:: WRITTEN PROBLEM ::
Please rewrite all of the material below, changing "Put a dot on" to "Place a point on" and keeping everything else the same. Leave the pictures out of your answer.

** start GIVEN RECORDS **

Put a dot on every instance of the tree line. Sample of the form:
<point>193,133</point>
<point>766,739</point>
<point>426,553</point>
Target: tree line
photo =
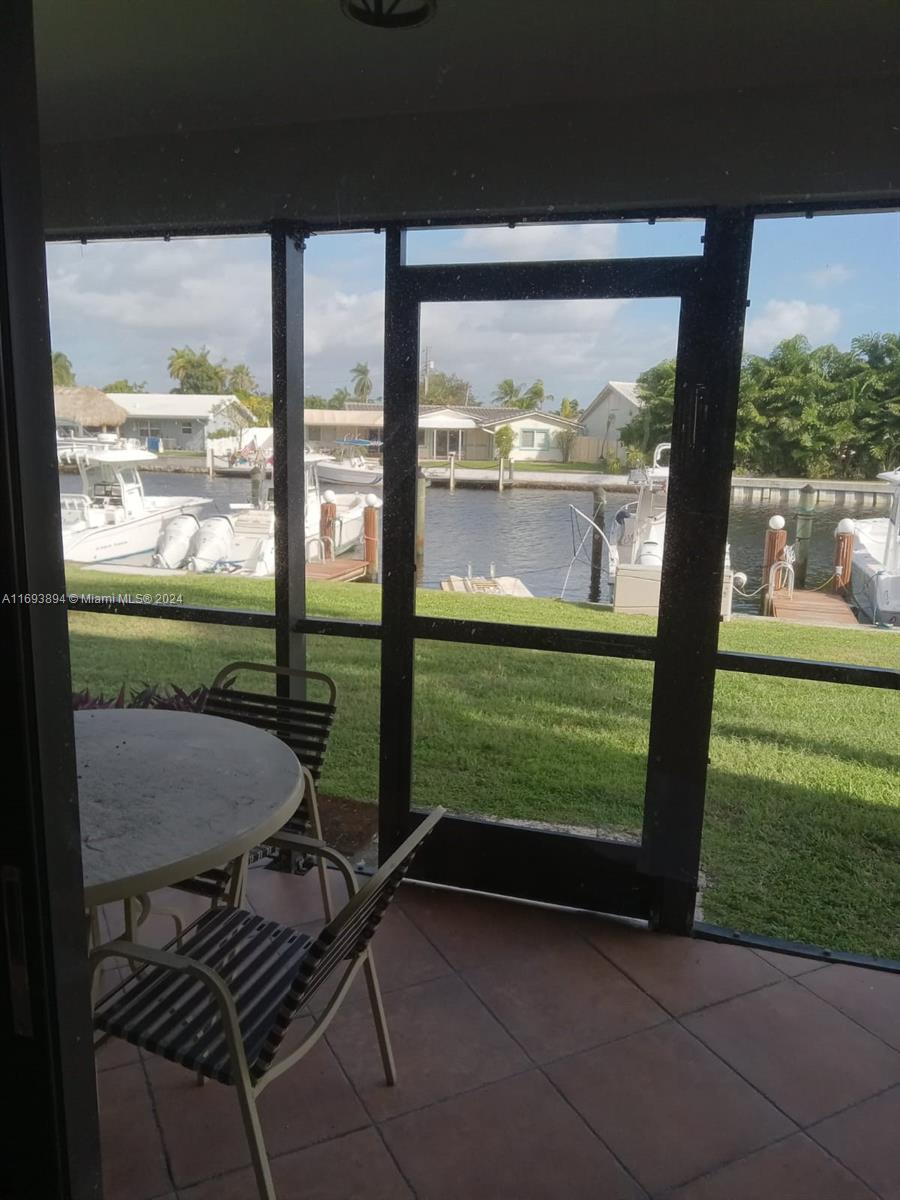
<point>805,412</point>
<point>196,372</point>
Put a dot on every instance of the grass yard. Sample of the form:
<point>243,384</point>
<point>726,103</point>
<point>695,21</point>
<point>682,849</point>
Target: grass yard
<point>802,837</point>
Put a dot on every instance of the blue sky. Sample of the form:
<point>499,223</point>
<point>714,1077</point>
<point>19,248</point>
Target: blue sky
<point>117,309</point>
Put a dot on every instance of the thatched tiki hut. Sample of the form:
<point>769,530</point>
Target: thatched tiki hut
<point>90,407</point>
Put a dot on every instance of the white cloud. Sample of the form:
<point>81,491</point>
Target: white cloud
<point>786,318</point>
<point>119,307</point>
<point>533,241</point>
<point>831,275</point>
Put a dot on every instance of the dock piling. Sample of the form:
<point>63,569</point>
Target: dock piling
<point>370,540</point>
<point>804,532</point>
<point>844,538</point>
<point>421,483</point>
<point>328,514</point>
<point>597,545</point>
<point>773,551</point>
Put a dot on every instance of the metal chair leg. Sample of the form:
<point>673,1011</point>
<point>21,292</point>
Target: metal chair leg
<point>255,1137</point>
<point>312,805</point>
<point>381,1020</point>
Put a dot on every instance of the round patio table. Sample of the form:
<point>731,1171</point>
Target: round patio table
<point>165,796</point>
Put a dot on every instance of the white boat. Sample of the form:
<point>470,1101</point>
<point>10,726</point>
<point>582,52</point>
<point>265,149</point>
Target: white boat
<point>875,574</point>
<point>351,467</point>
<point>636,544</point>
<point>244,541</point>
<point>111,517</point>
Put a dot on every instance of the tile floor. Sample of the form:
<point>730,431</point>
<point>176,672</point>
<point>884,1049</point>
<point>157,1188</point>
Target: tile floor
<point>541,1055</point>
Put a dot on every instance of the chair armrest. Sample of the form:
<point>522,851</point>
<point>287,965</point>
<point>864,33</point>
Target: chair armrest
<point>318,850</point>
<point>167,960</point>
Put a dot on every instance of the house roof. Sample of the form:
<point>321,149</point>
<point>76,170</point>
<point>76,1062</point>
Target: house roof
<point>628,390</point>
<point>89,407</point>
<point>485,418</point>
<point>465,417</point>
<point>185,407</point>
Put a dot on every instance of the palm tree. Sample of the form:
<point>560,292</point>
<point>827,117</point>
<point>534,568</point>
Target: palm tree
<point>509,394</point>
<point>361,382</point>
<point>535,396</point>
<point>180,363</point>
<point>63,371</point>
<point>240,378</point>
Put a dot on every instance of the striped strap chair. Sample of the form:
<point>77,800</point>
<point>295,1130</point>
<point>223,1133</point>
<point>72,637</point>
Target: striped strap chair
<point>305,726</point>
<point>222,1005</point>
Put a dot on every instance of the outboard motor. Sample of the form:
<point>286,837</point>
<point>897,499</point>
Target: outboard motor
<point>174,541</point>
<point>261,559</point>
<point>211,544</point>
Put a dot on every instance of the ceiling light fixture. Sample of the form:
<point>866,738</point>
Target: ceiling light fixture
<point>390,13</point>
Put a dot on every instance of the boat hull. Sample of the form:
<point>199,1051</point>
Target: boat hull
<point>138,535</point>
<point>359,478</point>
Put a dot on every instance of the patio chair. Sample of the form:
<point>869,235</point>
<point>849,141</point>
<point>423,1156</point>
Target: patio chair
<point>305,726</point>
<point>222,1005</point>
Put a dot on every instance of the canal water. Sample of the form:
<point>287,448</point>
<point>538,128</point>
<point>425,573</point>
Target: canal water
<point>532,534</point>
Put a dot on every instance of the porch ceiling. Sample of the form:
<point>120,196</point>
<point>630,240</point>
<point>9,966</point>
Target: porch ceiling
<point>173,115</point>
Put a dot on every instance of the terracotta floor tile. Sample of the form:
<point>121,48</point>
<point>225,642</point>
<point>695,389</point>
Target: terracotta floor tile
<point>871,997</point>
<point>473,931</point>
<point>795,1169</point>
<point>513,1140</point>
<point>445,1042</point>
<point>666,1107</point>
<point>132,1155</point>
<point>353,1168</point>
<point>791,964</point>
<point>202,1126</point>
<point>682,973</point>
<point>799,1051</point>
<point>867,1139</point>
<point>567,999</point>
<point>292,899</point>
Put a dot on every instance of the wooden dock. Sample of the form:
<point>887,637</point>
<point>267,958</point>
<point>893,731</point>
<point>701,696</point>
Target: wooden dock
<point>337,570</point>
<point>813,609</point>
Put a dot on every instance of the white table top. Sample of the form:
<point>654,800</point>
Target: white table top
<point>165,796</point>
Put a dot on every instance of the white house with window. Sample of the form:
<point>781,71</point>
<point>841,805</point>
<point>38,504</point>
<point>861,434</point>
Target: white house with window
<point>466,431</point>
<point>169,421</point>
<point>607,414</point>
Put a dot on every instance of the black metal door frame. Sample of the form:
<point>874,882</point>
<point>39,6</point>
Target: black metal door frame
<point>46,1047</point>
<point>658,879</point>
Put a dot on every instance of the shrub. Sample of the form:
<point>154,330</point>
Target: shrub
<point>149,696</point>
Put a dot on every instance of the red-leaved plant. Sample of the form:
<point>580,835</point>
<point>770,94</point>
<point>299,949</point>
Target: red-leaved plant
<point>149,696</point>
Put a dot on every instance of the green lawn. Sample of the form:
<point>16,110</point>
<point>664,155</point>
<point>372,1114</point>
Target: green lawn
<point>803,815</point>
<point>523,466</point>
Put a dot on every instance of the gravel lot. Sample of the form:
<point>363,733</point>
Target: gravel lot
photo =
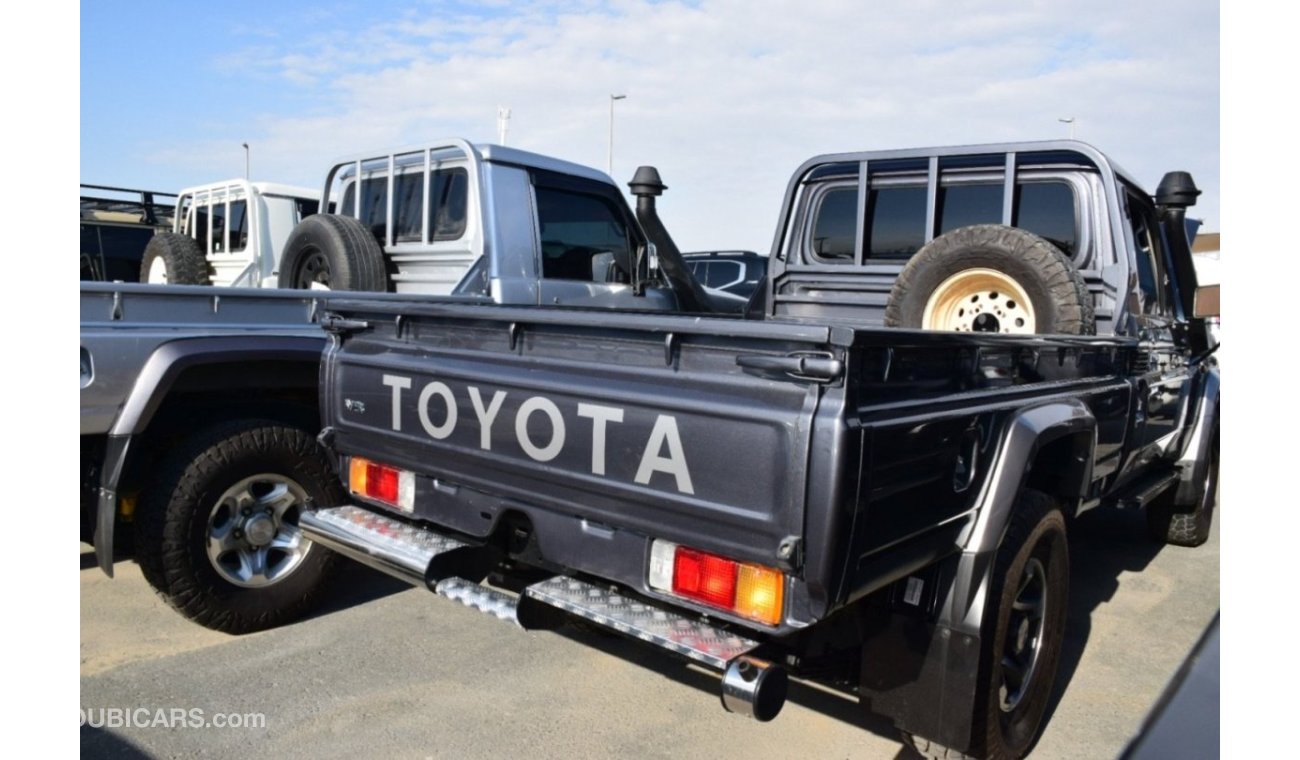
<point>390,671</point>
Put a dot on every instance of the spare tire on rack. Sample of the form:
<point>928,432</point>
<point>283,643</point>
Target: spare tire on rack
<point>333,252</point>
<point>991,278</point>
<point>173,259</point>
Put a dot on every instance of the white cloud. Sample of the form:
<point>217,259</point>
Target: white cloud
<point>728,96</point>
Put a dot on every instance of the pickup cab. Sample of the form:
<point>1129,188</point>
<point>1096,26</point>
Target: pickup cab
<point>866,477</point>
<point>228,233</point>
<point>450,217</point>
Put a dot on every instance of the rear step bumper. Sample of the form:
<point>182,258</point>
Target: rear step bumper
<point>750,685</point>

** end GIVEN RECORDS **

:: THE COMPLETED TASK ::
Place a point on every instance of the tree line. Sample of the form:
<point>193,133</point>
<point>766,739</point>
<point>426,553</point>
Target: tree line
photo =
<point>805,412</point>
<point>196,372</point>
Place a point on every instance of the grass yard. Sample of the form:
<point>243,384</point>
<point>726,103</point>
<point>695,21</point>
<point>682,849</point>
Target: grass yard
<point>802,837</point>
Place a point on every instance of the blue sky. Sample of the form:
<point>499,223</point>
<point>714,1077</point>
<point>19,248</point>
Target: blue sky
<point>117,309</point>
Place a point on every instance of the thatched tiki hut. Sample of the form:
<point>769,530</point>
Target: thatched tiki hut
<point>90,407</point>
Place a point on every instance of the white cloud. Sample of the form:
<point>81,491</point>
Target: white cloud
<point>786,318</point>
<point>119,307</point>
<point>533,241</point>
<point>831,275</point>
Place a point on every instance of the dock piling. Sample of the form:
<point>63,569</point>
Target: dock piling
<point>370,540</point>
<point>804,532</point>
<point>844,538</point>
<point>421,483</point>
<point>328,514</point>
<point>597,545</point>
<point>773,551</point>
Place a point on every instance of the metal chair leg. Sample of the form:
<point>673,1011</point>
<point>21,292</point>
Target: metal chair leg
<point>255,1137</point>
<point>312,805</point>
<point>381,1020</point>
Place a point on every instance of the round patio table. Sample of the form:
<point>731,1171</point>
Target: round patio table
<point>165,796</point>
Place a point on every instance of the white boat. Sample of the form:
<point>470,1101</point>
<point>10,726</point>
<point>582,52</point>
<point>265,149</point>
Target: white boat
<point>875,574</point>
<point>351,467</point>
<point>636,544</point>
<point>244,541</point>
<point>111,517</point>
Place a point on every instance of the tile floor. Sample of the form:
<point>730,431</point>
<point>176,672</point>
<point>884,1049</point>
<point>157,1188</point>
Target: tile floor
<point>541,1055</point>
Place a point on every instance of the chair armrest. Sample of the form:
<point>522,851</point>
<point>287,965</point>
<point>864,33</point>
Target: chair armrest
<point>318,850</point>
<point>167,960</point>
Place a point on every instance of the house roof. Sample of the form:
<point>321,149</point>
<point>76,170</point>
<point>76,1062</point>
Target: house roof
<point>628,390</point>
<point>89,407</point>
<point>485,418</point>
<point>465,417</point>
<point>185,407</point>
Place a point on every instance of the palm tree. Sample of the form:
<point>560,292</point>
<point>827,117</point>
<point>534,568</point>
Target: palm tree
<point>509,394</point>
<point>361,382</point>
<point>535,396</point>
<point>180,363</point>
<point>63,371</point>
<point>240,378</point>
Place a point on every instance of the striped strap chair. Sample of the form:
<point>77,800</point>
<point>295,1130</point>
<point>223,1133</point>
<point>72,637</point>
Target: striped strap chair
<point>305,726</point>
<point>222,1005</point>
Place a point on every instance of the outboard motor. Sample of the form:
<point>286,837</point>
<point>897,499</point>
Target: outboard motor
<point>174,541</point>
<point>261,559</point>
<point>211,544</point>
Place a point on every instance of the ceiling light fixture. Sample of the form:
<point>866,738</point>
Target: ceiling light fixture
<point>390,13</point>
Place a point on every instance of the boat hull. Sample of the form:
<point>199,1051</point>
Target: boat hull
<point>138,535</point>
<point>359,478</point>
Place a point on every instance of the patio chair. Sample of the form:
<point>869,235</point>
<point>849,141</point>
<point>423,1156</point>
Target: patio chair
<point>305,726</point>
<point>222,1005</point>
Place a point on every instance of the canal water. Sample of the form:
<point>287,448</point>
<point>538,128</point>
<point>425,573</point>
Target: canal water
<point>532,534</point>
Place a point on every instance of the porch ceiling. Sample of the form:
<point>120,196</point>
<point>630,240</point>
<point>9,966</point>
Target: porch ceiling
<point>173,115</point>
Place a point on every instance of the terracotta floor tile. Sample of the form:
<point>121,48</point>
<point>225,642</point>
<point>695,389</point>
Target: terracotta floor tile
<point>871,997</point>
<point>473,931</point>
<point>795,1169</point>
<point>513,1140</point>
<point>445,1042</point>
<point>666,1107</point>
<point>132,1155</point>
<point>353,1168</point>
<point>791,964</point>
<point>202,1126</point>
<point>682,973</point>
<point>799,1051</point>
<point>867,1139</point>
<point>567,999</point>
<point>292,899</point>
Place a point on every instance of the wooden dock. Sample of the form:
<point>887,637</point>
<point>267,958</point>
<point>893,731</point>
<point>701,696</point>
Target: wooden dock
<point>337,570</point>
<point>813,609</point>
Place a point on every instance of the white table top. Sample of the form:
<point>654,800</point>
Target: white table top
<point>165,796</point>
Place a point on every instance of the white house with window. Sample of the form:
<point>781,71</point>
<point>841,805</point>
<point>38,504</point>
<point>861,434</point>
Target: white house with window
<point>466,431</point>
<point>169,421</point>
<point>607,414</point>
Place a point on every instance of the black metal door frame. Sample of the form:
<point>874,882</point>
<point>39,6</point>
Target: black metal door frame
<point>46,1047</point>
<point>658,879</point>
Place a point on every instance of the shrub. Sample of the form:
<point>154,330</point>
Target: shrub
<point>149,696</point>
Place a point on every instance of the red-leaved plant. Sample of the form:
<point>580,835</point>
<point>770,94</point>
<point>299,949</point>
Target: red-leaved plant
<point>149,696</point>
Place a point on every instance of the green lawn. Sample of the form:
<point>16,110</point>
<point>664,155</point>
<point>372,1114</point>
Target: green lawn
<point>803,815</point>
<point>523,466</point>
Place a point on every instance of the gravel lot. Sample of the form:
<point>363,733</point>
Target: gravel lot
photo =
<point>390,671</point>
Place a point on every instance of the spare tire on rack. Sample of the form:
<point>928,432</point>
<point>283,643</point>
Target: spare tire on rack
<point>333,252</point>
<point>991,278</point>
<point>173,259</point>
Place a point on every instance of the white cloud. Sample of the form:
<point>217,259</point>
Target: white cloud
<point>728,96</point>
Place a point on every instance of the pickup cab. Sample of the form:
<point>1129,188</point>
<point>1096,26</point>
Target: pickup cab
<point>866,477</point>
<point>228,233</point>
<point>450,217</point>
Place a point on every instance of the rear step bumper. Sample of the form:
<point>182,258</point>
Target: rear step bumper
<point>750,685</point>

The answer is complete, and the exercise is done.